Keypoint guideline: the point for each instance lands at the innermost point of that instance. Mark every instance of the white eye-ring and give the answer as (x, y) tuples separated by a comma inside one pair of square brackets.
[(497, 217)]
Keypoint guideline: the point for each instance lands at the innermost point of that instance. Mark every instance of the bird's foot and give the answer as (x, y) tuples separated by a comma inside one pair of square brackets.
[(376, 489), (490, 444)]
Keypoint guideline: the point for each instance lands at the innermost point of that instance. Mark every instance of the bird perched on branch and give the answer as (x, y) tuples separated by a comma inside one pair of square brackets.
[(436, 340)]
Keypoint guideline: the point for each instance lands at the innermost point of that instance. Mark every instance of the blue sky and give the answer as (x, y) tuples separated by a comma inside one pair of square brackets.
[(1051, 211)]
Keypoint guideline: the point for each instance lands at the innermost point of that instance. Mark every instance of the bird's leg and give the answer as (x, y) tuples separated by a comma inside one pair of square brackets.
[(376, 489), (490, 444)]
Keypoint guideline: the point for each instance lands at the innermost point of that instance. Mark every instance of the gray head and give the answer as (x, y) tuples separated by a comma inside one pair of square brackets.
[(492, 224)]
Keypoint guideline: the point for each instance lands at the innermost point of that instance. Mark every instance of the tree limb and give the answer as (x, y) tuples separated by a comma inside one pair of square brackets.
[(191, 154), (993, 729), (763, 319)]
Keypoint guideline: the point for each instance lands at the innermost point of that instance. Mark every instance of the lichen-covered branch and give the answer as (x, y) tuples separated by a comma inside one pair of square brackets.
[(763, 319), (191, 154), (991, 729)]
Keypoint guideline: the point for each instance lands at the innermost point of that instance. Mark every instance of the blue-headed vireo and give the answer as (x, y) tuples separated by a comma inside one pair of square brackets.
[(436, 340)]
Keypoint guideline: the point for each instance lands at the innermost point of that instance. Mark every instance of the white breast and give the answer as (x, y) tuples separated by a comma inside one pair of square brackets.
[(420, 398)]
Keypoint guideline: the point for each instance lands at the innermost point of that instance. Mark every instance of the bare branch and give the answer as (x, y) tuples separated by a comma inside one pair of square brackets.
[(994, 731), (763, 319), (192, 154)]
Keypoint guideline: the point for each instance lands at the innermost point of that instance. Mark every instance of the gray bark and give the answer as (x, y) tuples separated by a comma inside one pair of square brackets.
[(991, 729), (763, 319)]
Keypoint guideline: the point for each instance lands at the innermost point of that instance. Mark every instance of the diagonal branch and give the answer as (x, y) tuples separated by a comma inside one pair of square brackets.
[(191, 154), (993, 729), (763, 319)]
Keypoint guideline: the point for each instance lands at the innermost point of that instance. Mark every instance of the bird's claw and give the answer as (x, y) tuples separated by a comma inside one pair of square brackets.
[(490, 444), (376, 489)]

> [Aim of the exercise] Every line of the material must be returned exactly as it appears.

> [Reply to the task]
Keypoint guideline: the point for each instance lands at the innermost point of that instance. Mark every instance of the white eye-ring and give the answer as (x, y) tuples separated by a comma inside one pair of square brackets.
[(497, 217)]
Keypoint guideline: the point for each instance lands at the innermost point of that instance. Mark every instance of the bird's foot and give the answer as (x, y) tuples separated by a comma inside one pair of square brackets.
[(376, 489), (490, 444)]
Keypoint guideline: the point for each instance lands at the innermost point of that instance. Mark every instance of the bird perched on branch and give the answer as (x, y) tuples separated by a comma inside one pair of square brackets.
[(436, 340)]
Keypoint guideline: the point for each instance lands at the innermost point of that instance. Mark every instance of the blue sky and give the answer as (x, y) tuples separated by a comma inside one pair of square brackets.
[(1051, 211)]
Keypoint guideline: the point for each instance lands at the innermost point of that instance. Mark every instance of the bird's leg and give the answer as (x, y) tuples separated by a comma inside one pair of square brackets.
[(376, 489), (490, 444)]
Keypoint guideline: the point for each instance lands at the innermost point of that instance. Mark every instance of the gray head and give the answer as (x, y) tuples separated by a comma inside one pair of square brackets.
[(492, 224)]
Keypoint guideline: the point for each instance lands at the innermost point of that instance. Mark every instance of the tree limb and give the answer as (x, y) tuples separated by a comma inside one pair of square brackets.
[(191, 154), (993, 729), (763, 319)]
Keypoint guideline: the point for each instance lands at the innermost point of that instance. Mark every instance of the lichen-covered branch and give the answer as (x, y) tuples separated by a comma inside one pair of square brackets.
[(763, 319), (191, 154), (991, 729)]
Keypoint guideline: the point for each instance lands at the innermost point of that instance. Mark every instance of the blue-headed vireo and give the answer as (x, y) tuples separated by a comma inside one pair of square brackets.
[(436, 340)]
Keypoint guideline: the point for each instance lands at the innermost point of that instance. Mark every instance of the white breast and give the answer as (x, y) tuples separated by a comma inside one pair of square brackets.
[(420, 398)]
Keypoint guideline: the point for each instance lands at the innermost point of that instance. Mark every instance of the bare branch and give the answer as (x, y) tuples separated by a comma inside one pair of square brackets.
[(994, 731), (763, 319), (192, 154)]
Keypoint guideline: the point for each instance lands at the innermost point of that instance. Mark every instance of the gray bark and give the answer as (x, y) tuples separated by a comma inside one pair of square brackets.
[(991, 729), (763, 319)]
Keypoint guideline: the point for each instance lands at the innermost point of that instance. Mark every instance of the diagonal branch and give the answer as (x, y) tuples separated by a comma inside one pair of square brackets.
[(191, 154), (993, 729), (763, 319)]
Keypoint guideline: the point for each instance lands at the innermost point of that instance. Mark every instance of the bird's claw and give the answer as (x, y) tuples separated by a comma inside one pair of square brackets.
[(490, 444), (376, 489)]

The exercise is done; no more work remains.